=== Section Start ===

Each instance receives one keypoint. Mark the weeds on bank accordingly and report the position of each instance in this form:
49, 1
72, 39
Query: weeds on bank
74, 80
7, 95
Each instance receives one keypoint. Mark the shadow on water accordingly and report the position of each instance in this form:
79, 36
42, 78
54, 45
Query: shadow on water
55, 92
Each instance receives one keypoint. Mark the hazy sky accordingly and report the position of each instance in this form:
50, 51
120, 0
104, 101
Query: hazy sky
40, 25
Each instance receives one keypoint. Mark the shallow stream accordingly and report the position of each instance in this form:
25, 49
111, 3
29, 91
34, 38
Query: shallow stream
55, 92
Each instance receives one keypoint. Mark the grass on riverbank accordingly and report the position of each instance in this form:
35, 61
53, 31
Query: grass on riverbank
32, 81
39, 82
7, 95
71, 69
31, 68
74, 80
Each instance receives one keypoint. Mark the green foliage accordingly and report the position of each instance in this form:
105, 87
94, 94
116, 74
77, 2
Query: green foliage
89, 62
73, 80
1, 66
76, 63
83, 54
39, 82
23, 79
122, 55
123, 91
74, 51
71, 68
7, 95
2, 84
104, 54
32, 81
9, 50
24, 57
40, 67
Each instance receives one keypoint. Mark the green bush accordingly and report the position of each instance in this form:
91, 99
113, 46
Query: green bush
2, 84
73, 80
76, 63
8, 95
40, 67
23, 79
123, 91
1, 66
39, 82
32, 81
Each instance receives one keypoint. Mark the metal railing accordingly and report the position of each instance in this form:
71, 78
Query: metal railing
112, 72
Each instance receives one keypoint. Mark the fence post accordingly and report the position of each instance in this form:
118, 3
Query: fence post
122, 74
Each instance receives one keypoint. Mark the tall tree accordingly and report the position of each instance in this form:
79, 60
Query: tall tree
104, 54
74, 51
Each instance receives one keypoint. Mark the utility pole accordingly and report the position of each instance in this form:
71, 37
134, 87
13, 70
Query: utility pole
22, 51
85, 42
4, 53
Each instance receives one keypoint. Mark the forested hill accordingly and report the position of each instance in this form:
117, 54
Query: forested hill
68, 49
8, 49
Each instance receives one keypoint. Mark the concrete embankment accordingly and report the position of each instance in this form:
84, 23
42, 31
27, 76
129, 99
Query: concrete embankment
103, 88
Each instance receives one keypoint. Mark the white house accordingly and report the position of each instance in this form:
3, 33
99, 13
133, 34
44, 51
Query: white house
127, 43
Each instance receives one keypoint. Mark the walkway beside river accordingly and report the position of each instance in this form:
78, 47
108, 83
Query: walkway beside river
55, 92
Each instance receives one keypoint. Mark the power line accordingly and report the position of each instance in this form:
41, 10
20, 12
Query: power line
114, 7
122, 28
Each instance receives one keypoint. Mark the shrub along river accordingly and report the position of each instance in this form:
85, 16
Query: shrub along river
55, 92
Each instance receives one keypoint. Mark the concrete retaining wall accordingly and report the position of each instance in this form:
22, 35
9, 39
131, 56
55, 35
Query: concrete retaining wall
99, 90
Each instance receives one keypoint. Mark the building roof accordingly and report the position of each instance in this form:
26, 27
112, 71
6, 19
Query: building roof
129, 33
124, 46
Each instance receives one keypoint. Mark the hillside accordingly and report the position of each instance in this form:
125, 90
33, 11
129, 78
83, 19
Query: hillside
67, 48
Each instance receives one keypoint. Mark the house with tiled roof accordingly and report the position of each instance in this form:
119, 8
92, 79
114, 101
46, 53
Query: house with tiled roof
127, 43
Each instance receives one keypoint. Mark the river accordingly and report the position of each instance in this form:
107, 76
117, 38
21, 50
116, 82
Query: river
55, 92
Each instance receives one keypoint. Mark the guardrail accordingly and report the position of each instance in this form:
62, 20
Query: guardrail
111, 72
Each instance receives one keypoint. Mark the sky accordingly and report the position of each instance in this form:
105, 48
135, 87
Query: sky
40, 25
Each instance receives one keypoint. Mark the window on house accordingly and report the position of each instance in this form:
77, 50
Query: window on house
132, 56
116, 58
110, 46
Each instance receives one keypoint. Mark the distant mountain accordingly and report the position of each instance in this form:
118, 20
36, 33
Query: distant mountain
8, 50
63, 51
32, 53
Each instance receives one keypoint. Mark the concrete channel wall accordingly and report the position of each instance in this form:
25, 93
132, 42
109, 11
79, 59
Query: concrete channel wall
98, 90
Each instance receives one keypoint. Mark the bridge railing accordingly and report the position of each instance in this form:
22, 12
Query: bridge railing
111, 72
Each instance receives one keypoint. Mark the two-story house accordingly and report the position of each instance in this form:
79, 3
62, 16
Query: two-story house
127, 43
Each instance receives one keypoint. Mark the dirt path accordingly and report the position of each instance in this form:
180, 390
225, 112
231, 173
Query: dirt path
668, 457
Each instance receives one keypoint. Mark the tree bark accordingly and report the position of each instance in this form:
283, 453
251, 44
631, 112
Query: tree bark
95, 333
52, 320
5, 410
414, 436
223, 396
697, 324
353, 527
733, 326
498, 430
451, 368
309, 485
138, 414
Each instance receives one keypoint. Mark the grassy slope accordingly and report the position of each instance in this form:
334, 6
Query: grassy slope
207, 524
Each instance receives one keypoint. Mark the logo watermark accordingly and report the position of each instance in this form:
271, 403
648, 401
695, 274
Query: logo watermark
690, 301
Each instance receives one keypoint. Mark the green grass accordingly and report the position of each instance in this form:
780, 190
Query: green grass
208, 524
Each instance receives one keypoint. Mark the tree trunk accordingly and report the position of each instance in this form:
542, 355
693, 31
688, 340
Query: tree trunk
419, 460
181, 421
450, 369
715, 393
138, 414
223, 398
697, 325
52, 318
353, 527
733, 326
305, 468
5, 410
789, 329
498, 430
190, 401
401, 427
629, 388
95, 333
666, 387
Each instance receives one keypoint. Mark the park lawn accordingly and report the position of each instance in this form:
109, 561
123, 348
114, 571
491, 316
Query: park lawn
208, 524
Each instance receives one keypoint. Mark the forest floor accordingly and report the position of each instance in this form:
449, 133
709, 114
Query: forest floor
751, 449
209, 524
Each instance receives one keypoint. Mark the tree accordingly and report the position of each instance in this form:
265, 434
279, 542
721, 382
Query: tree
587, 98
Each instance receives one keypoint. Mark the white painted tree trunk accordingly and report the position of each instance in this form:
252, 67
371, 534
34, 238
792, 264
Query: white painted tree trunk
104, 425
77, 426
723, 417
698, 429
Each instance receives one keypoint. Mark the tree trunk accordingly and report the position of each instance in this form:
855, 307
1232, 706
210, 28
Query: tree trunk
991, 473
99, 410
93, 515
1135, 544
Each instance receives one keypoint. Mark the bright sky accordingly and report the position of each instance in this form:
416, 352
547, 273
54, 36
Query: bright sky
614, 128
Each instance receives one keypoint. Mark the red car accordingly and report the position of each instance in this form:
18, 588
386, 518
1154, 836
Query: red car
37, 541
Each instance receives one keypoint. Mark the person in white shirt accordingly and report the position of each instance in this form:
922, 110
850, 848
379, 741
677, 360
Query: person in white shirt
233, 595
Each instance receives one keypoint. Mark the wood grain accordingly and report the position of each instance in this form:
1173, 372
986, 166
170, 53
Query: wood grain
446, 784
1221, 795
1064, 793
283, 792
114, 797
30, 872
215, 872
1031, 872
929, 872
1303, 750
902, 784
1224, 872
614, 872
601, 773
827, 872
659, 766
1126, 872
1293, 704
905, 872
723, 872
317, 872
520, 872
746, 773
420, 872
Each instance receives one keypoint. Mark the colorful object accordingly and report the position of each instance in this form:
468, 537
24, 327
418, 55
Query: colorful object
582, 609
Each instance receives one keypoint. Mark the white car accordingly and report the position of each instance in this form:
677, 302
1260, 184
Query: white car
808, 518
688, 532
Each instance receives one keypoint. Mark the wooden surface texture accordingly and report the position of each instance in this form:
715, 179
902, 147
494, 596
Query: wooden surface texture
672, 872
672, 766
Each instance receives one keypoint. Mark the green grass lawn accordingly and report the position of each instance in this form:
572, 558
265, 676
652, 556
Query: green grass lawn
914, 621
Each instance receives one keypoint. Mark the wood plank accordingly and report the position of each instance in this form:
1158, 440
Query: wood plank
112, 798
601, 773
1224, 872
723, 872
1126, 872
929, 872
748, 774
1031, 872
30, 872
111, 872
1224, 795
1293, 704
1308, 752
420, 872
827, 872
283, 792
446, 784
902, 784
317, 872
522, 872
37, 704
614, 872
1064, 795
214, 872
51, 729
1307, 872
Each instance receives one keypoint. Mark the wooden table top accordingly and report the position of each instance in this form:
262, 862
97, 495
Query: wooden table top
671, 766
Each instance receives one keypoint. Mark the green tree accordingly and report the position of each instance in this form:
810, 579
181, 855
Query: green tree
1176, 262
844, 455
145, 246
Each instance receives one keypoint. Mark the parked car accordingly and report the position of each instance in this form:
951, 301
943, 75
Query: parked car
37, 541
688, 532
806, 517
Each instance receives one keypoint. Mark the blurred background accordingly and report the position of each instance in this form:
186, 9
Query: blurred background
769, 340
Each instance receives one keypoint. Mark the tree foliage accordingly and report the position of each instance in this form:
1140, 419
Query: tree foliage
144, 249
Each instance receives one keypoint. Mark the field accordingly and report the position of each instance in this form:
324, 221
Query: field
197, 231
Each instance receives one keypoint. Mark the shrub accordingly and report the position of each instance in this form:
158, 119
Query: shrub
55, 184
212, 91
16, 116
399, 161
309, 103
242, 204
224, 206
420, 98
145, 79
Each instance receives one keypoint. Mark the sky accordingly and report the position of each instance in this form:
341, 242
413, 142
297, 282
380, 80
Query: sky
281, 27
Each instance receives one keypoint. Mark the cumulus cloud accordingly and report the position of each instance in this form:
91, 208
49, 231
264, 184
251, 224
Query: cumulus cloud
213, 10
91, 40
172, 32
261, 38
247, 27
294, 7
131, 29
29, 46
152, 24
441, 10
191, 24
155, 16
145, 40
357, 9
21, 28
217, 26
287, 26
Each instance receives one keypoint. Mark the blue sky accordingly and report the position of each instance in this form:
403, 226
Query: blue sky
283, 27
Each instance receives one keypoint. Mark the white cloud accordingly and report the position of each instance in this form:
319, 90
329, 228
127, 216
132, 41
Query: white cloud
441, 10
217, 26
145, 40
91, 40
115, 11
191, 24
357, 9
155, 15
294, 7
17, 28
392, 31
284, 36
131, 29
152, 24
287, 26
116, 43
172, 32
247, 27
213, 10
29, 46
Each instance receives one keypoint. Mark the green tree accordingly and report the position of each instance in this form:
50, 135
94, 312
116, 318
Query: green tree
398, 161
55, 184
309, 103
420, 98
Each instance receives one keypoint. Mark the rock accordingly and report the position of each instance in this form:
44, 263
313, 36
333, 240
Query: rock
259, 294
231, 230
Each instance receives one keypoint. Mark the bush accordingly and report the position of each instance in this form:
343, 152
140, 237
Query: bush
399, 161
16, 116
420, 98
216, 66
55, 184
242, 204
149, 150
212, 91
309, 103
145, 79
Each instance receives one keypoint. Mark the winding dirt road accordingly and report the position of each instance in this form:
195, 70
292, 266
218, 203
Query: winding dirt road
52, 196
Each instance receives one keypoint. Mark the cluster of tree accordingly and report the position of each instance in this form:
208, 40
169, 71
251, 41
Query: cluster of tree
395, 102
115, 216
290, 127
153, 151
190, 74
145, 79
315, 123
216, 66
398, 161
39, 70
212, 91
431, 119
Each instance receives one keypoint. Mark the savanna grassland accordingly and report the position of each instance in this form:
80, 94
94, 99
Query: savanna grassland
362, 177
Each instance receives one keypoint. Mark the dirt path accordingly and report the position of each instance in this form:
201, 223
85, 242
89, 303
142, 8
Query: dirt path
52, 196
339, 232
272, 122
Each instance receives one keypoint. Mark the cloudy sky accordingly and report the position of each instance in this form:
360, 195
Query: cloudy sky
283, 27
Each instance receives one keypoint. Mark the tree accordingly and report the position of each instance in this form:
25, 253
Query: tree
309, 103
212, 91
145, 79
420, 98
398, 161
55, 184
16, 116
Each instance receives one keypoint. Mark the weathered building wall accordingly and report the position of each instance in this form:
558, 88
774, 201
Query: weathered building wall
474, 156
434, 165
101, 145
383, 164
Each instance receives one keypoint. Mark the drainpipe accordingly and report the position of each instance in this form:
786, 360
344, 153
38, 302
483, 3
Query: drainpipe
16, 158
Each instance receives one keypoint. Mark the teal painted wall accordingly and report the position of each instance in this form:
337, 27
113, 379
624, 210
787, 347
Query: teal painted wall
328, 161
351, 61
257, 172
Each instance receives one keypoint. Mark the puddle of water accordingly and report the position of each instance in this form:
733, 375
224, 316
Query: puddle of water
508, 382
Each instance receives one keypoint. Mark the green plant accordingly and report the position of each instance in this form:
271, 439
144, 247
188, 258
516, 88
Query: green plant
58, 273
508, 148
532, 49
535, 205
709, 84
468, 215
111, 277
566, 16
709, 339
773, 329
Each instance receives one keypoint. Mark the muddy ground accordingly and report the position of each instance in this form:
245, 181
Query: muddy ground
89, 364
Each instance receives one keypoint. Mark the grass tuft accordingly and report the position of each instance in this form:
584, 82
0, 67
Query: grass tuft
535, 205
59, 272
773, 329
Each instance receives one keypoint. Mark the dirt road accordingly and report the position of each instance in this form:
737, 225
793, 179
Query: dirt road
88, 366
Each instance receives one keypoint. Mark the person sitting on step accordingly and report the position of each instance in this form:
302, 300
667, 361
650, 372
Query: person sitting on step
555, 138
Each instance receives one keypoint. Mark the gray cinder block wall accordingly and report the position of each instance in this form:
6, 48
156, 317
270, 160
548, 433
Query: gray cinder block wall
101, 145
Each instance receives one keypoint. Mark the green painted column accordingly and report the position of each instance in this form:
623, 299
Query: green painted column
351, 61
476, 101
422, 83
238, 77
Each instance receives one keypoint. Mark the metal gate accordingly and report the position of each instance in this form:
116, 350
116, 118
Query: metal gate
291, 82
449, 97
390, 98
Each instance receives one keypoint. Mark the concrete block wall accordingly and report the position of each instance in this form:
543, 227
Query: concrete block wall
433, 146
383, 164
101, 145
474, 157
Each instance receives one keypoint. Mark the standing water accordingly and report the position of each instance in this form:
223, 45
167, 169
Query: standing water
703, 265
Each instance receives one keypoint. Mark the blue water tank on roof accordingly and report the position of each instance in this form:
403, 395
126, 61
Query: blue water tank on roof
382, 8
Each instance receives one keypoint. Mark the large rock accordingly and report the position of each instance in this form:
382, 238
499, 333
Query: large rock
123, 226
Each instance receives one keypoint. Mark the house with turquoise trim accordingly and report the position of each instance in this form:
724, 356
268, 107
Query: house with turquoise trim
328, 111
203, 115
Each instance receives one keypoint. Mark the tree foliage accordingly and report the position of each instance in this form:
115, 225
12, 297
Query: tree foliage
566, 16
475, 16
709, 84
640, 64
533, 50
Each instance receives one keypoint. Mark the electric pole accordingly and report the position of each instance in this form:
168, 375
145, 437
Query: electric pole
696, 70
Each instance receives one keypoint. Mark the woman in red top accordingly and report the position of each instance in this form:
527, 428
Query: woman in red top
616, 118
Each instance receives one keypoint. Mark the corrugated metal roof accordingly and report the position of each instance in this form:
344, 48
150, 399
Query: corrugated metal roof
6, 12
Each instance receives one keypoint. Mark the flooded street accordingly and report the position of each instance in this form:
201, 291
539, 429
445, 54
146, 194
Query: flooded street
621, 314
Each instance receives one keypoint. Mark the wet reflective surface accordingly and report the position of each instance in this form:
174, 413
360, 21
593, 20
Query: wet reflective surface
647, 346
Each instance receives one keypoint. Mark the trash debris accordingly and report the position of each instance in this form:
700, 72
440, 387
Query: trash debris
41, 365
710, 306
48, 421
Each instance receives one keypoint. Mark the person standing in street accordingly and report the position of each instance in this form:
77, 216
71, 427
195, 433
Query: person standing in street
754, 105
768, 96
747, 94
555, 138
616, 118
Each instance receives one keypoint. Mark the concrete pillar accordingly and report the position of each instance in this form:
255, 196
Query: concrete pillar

=== Section End ===

• [Exercise directions]: Lines of the material in which the word "pillar" occurs are to be copied out.

• [Task response]:
Each instance receives one keypoint. Mark the concrete pillar accordingly and report the position of each instance in this form:
Query: concrete pillar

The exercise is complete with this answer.